* **What to work on**:
a. Reproduce word for word the part of the Mesh SDK forum post starting at "I'm working on" and ending at "be performed first?".
b. In the Mesh SDK forum post, why does the writer want to block other interrupts, including the reception of mesh messages, during a certain process? Explain in one to three sentences.
c. Continue the Mesh SDK forum post from the point where it stops.

I'm working on system development using Mesh SDK and I have some questions so please let me know.

###############
Development environment
IDE : Segger Embedded Stuido
SoC : nRF52840
SDK : Mesh v2.2.0
          normal SDK v15.0.0
Base project : light switch example (modifying for our system)
###############

1. If a node belonging to a group receives a message for that group address, which of the following will be performed first?
    ・Processing for messages, such as replies
    ・Transfer message to another node
    ・Anything else.


2. There is possiblity to rewrite the same variable in the receive callback of Mesh message and the timer interrupt handler, in main.c.
    As such, I do not want to generate other interrupts during this process, includes receiving mesh messages.
    How can I realize this?
    Are the following functions and macros useful?
    ・CRITICAL_REGION_ENTER () / CRITICAL_REGION_EXIT ()
    ・nrf_mesh_disable () / nrf_mesh_enable ()


3. About interrupt
    As far as the document is referred to, when the Mesh message is received during execution of the application interrupt process,
    the application interrupt is interrupted and the Mesh reception interrupt is processed.
    I think that system will return to the interrupted application interrupt after the processing of the reception interrupt is finished.
    Is this recognition correct?

    I will assume that it is correct and ask a question.
    Is there a way to see this series of processes?
    
    I put a loop processing with an end condition to make the waiting time in the timer interrupt handler.
    I tried sending Mesh messages during looping, but the timer interrupt handler was not interrupted by the receipt of Mesh messages.
    On the contrary, mesh message reception interrupt did not occur even after loop termination.
    Does that mean that the system has not received a message?
    Or did the system receive it but did not put the interrupt on hold?

* **Dataset content**:
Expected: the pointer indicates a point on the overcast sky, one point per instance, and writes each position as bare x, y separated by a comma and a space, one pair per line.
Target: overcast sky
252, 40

* **Task-by-task outputs**:
a.
I'm working on system development using Mesh SDK and I have some questions so please let me know.

###############
Development environment
IDE : Segger Embedded Stuido
SoC : nRF52840
SDK : Mesh v2.2.0
          normal SDK v15.0.0
Base project : light switch example (modifying for our system)
###############

1. If a node belonging to a group receives a message for that group address, which of the following will be performed first?

b. In main.c, the receive callback for Mesh messages and the timer interrupt handler might both rewrite the same variable. The writer therefore wants no other interrupts, including mesh message reception, to occur while that process runs.

c.
    The code in the timer interrupt handler is described below for reference.

void timer_handler(void * p_context)
{
    __LOG(LOG_SRC_APP, LOG_LEVEL_INFO, "%s called.\n", __func__);
    
    for (uint8_t i = 100; i > 0; i--)
    {
        printf("loop %d\n", i);
    }
}



Thanks in advance.

Wataru

Parents
  • +1

    Hi Wataru

    1. First the packet will be decrypted. Then there will be a check to see if it should be relayed, after which the TTL will be decremented, the packet encrypted again, and put in the outgoing packet buffer. 

    After that the packet will be processed locally. 

    Still, depending on the state of the outgoing buffer there might be some delay before the packet is retransmitted, so whether or not this happens before the local processing is impossible to say. 

    2. An interrupt of the same priority as another can not interrupt it. This also means that an interrupt can not interrupt itself. 

    The only thing that can interrupt you when you are in an interrupt handler is another interrupt of higher priority (lower IRQ priority number). 

    If the timer interrupt has a higher interrupt priority than the mesh interrupt then I would suggest disabling this particular interrupt before you access the shared variable. 

    3. If an application interrupt of lower priority is interrupted by the mesh interrupt, then execution will return to the application interrupt after the mesh interrupt is completed, that is correct. An interrupt of similar priority will not be interrupted. 

    You could visualize this by using a debugger with trace functionality, such as the Segger J-Trace.

    Regarding your timer_handler, I expect that this is running at an interrupt priority similar or higher than that of the mesh interrupts, which means you are blocking the mesh operation while sending your messages. This is not recommended, as the mesh will not be able to operate as normal. 

    Maybe you could try to defer the execution to the main context instead, either by using the app_scheduler module, or by setting a flag in the timer_handler that you later check in your main loop?

    Best regards
    Torbjørn

  • 0 in reply to ovrebekk

    Hi, Ovrebekk

    Thanks for your reply. And sorry for the late my reply.

    1. My understanding that the order to execute first is not decided, is it correct?
        (Processing of messages or relaying of messages)
        Even in that case, both processes will be performed?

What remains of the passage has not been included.